--- Trecho selecionado ---

Sunday, January 20, 2019

Ideología e cinema: Carta para um amigo cineasta






  




A um amigo cineasta,

            “A produção não cria só um objeto para o sujeito; cria também um sujeito para o objeto” Karl Marx (1)

Para tratar de ser melhor entendido (ganhando tempo, tratando de ser mais preciso no nosso diálogo), envio-lhe algumas anotações sobre a noção (ou conceito) marxista de “ideologia” e sua relação com o discurso estético e poético na sociedade capitalista (2). Elas ajudariam a explicar o sentido da minha crítica cultural ao seu filme.

“Ideologia” é um termo que foi inicialmente cunhado pelo filósofo francês Antoine Destutt de Tracy em 1796. Em geral, num sentido abstrato e algo vago, ideologia é entendido como uma coleção de crenças e valores normativos que um indivíduo ou grupo defende por razões que não sejam puramente epistemológicas (ligadas à razão, ao intelecto, ao conhecimento cientifico).

Na filosofia contemporânea, o conceito tende a ser mais estreito do que a noção original, e pode ser associado às ideias expressas em termos  amplos tais como “concepção de mundo” ou “visão imaginária do mundo”,  etc. No mundo político, como sabemos, existem diversas ideologias políticas em conflito, que cobrem uma ampla gama de interesses na luta entre sujeitos humanos e entre classes sociais.

No marxismo, a noção (ou conceito) de “ideologia”, vinda dos jovens Karl Marx (27 anos) e Friedrich Engels (25 anos) no livro “A Ideologia Alemã”,  esteve associada à relação sujeito/objeto e à noção de “falsa consciência” do sujeito humano (individual ou da classe social). Isso implicava que: existe um nível epistemológico (ligada ao eixo “verdadeiro/falso”; “certo/errado”); e que o sujeito podia superar a “falsa consciência” através da sua vontade de conhecer o objeto (de distinguir o “certo” do “errado”), seja individualmente ou através de uma educação socialmente adequada, ilustrada e/ou cientifica. 
            Na medida em que Marx se desenvolvia como filósofo, sociólogo, economista, também desenvolvia e ampliava sua noção de ideologia (para além da dimensão epistemológica) que começou a se relacionar com a dimensão cultural dos sujeitos humanos como se pode verificar nos seus 3 trabalhos escritos posteriormente: “O Manifesto do Partido Comunista”, “O 18 Brumário de Luís Bonaparte”; e o Prefácio a “Uma Contribuição para a Crítica da Economia Política”.

--- Dados fornecidos ---

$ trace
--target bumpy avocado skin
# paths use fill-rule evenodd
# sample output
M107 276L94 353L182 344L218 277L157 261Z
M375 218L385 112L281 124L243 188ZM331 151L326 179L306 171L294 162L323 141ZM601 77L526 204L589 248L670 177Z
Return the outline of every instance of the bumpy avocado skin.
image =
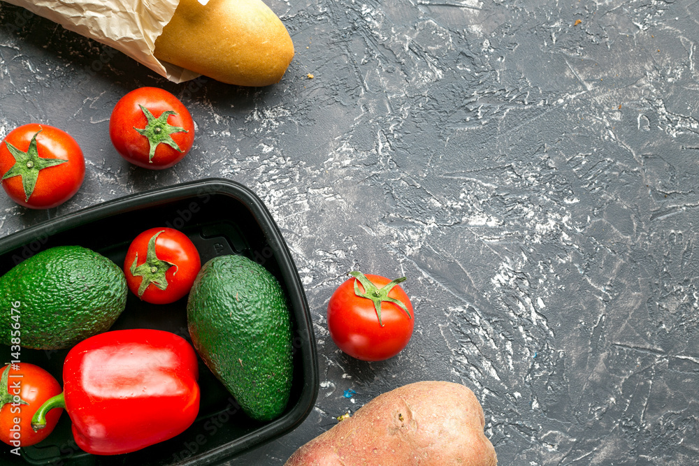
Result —
M0 343L69 348L108 330L127 293L124 272L106 257L80 246L49 248L0 277Z
M189 291L187 323L199 356L258 421L283 412L292 378L286 296L266 269L243 256L215 257Z

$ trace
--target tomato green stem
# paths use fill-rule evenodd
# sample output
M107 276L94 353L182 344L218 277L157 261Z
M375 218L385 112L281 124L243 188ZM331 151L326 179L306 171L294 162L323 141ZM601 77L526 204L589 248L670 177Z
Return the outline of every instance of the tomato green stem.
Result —
M68 161L64 159L44 159L39 156L36 136L41 132L40 129L31 136L29 147L26 152L17 149L9 143L5 142L8 150L15 159L15 163L5 173L2 179L7 180L15 176L22 178L22 187L24 191L25 202L29 201L31 193L34 191L34 187L36 186L36 180L38 178L40 171L44 168L65 163Z
M10 378L10 365L5 366L5 370L2 371L2 377L0 377L0 408L8 403L17 403L17 405L29 405L26 401L19 397L13 395L10 393L8 388L8 379ZM15 398L17 396L17 398Z
M66 400L64 398L63 393L51 397L45 401L43 405L39 407L39 409L36 410L36 412L31 417L31 428L34 430L34 432L44 428L46 427L46 413L54 408L64 409L65 407Z
M177 273L177 265L158 259L155 253L155 241L158 235L165 231L161 230L153 235L148 240L148 247L145 254L145 262L138 265L138 254L136 253L134 259L134 263L129 269L131 275L134 277L141 277L140 286L138 287L138 297L143 299L143 293L148 285L153 284L159 289L166 290L168 289L168 280L165 274L171 268L175 268L175 273Z
M366 277L366 275L363 274L361 272L353 270L348 275L352 275L356 279L354 280L354 294L360 298L366 298L371 300L372 302L373 302L374 309L376 310L376 316L379 318L379 325L382 327L384 326L384 324L381 321L381 303L384 301L393 303L405 312L405 314L408 314L408 319L412 319L412 316L410 315L410 312L408 310L408 307L405 307L405 304L397 299L389 297L389 292L391 289L398 284L405 282L407 279L406 277L396 278L395 280L390 282L383 287L377 288L376 285L372 283L371 281ZM359 285L357 283L357 281L359 281L359 283L361 284L361 286L364 288L363 292L360 291Z
M181 126L173 126L168 123L168 117L171 115L177 115L177 112L171 110L165 110L160 114L159 117L156 118L147 108L140 104L138 106L140 107L140 110L145 116L148 124L145 125L145 128L134 127L134 129L148 139L148 143L150 144L148 162L152 163L153 156L155 155L155 150L161 143L166 144L173 149L182 152L182 150L180 148L180 146L178 145L171 135L173 133L187 133L187 131Z

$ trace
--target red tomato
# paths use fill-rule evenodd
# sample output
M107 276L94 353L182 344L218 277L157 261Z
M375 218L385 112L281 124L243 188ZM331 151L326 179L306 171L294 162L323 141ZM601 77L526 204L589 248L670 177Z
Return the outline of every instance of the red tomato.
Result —
M80 147L69 134L47 124L15 128L0 144L2 187L15 202L50 209L71 198L85 176Z
M380 275L350 275L353 277L338 287L328 304L330 336L357 359L396 356L410 341L415 323L410 300L397 284L405 277L391 282Z
M131 242L124 261L129 289L151 304L174 303L189 292L201 260L187 235L166 227L146 230Z
M109 137L131 163L161 170L177 163L194 143L194 122L177 97L139 87L121 98L109 118Z
M56 427L63 409L52 409L46 415L46 427L38 432L31 428L31 416L45 401L62 393L61 385L47 371L29 363L6 365L1 370L0 440L15 447L38 444Z

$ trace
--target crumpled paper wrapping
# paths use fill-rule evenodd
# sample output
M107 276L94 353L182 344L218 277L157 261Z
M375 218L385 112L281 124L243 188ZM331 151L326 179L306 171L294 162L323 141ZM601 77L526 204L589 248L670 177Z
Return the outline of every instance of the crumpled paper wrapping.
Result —
M3 0L113 47L173 82L199 75L153 55L180 0ZM208 0L199 0L206 4Z

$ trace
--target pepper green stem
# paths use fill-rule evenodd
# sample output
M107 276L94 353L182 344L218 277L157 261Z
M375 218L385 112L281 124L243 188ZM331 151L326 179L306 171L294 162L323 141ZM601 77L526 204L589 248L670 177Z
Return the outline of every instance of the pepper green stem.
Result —
M381 321L381 303L384 301L388 301L389 303L393 303L396 305L398 306L405 311L405 314L408 314L408 319L412 319L412 316L410 315L410 312L408 310L408 307L405 304L401 303L397 299L390 298L389 296L389 292L391 289L399 283L402 283L405 281L405 277L401 277L401 278L396 278L395 280L387 284L382 288L377 288L376 285L371 282L366 276L361 272L352 271L348 275L352 275L356 279L354 280L354 294L360 298L366 298L374 303L374 309L376 310L376 316L379 319L379 325L382 327L384 326L383 323ZM359 285L357 282L361 284L362 287L364 289L363 293L359 289Z
M36 412L31 417L31 428L34 430L34 432L38 432L44 428L46 427L46 413L54 408L65 409L65 407L66 400L64 398L62 392L56 396L51 397L45 401L43 405L39 407L39 409L36 410Z

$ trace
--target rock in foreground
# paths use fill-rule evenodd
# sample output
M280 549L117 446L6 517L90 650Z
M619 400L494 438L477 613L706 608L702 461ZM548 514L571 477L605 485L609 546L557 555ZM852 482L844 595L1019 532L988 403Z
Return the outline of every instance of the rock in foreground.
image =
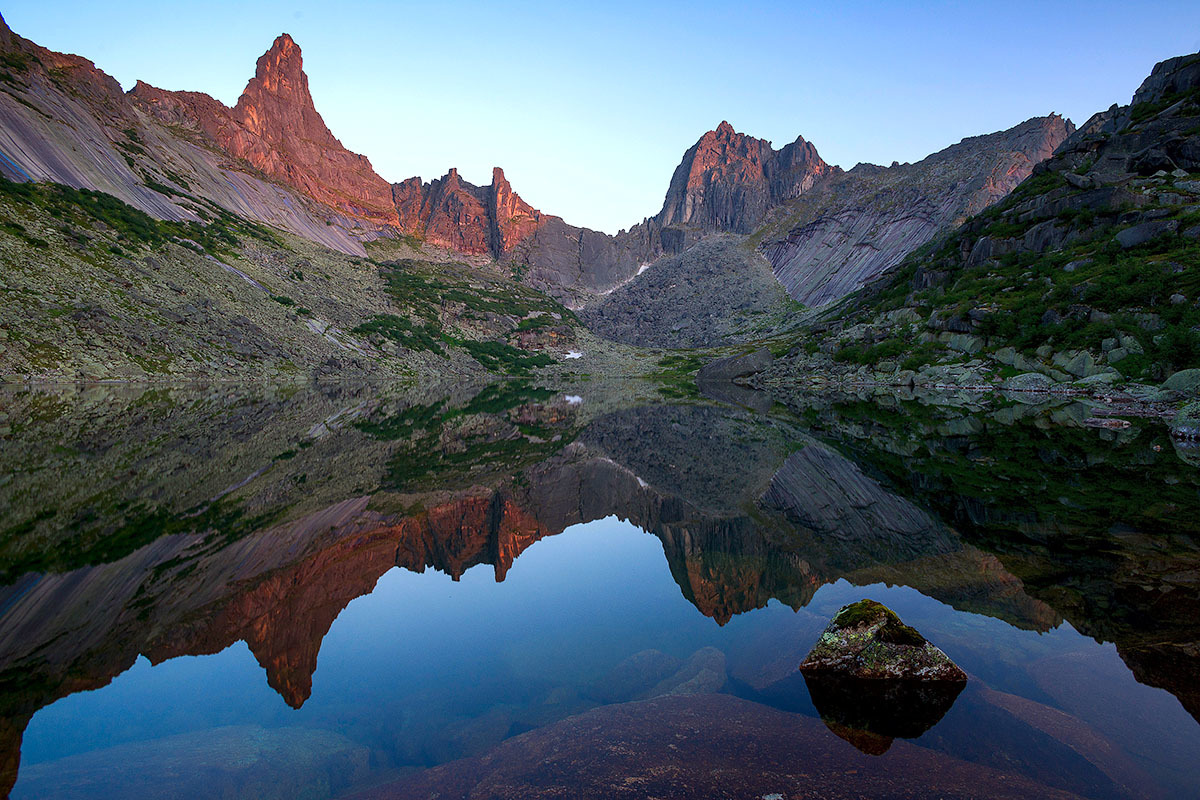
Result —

---

Tarefas:
1) Responda com base na carta sobre ideologia:
(a) Quem cunhou o termo "ideologia" e em que ano?
(b) Em que livro de Marx e Engels a noção de ideologia aparece associada à "falsa consciência"?
(c) Quais são os três trabalhos posteriores de Marx citados no último parágrafo?
2) Redigite a carta sobre ideologia, abrangendo tudo de "Para tratar de" até "ao conhecimento cientifico).".

Respostas:
1)
(a) O filósofo francês Antoine Destutt de Tracy, em 1796.
(b) "A Ideologia Alemã".
(c) "O Manifesto do Partido Comunista", "O 18 Brumário de Luís Bonaparte" e o Prefácio a "Uma Contribuição para a Crítica da Economia Política".

2)
Para tratar de ser melhor entendido (ganhando tempo, tratando de ser mais preciso no nosso diálogo), envio-lhe algumas anotações sobre a noção (ou conceito) marxista de “ideologia” e sua relação com o discurso estético e poético na sociedade capitalista (2). Elas ajudariam a explicar o sentido da minha crítica cultural ao seu filme.

“Ideologia” é um termo que foi inicialmente cunhado pelo filósofo francês Antoine Destutt de Tracy em 1796. Em geral, num sentido abstrato e algo vago, ideologia é entendido como uma coleção de crenças e valores normativos que um indivíduo ou grupo defende por razões que não sejam puramente epistemológicas (ligadas à razão, ao intelecto, ao conhecimento cientifico).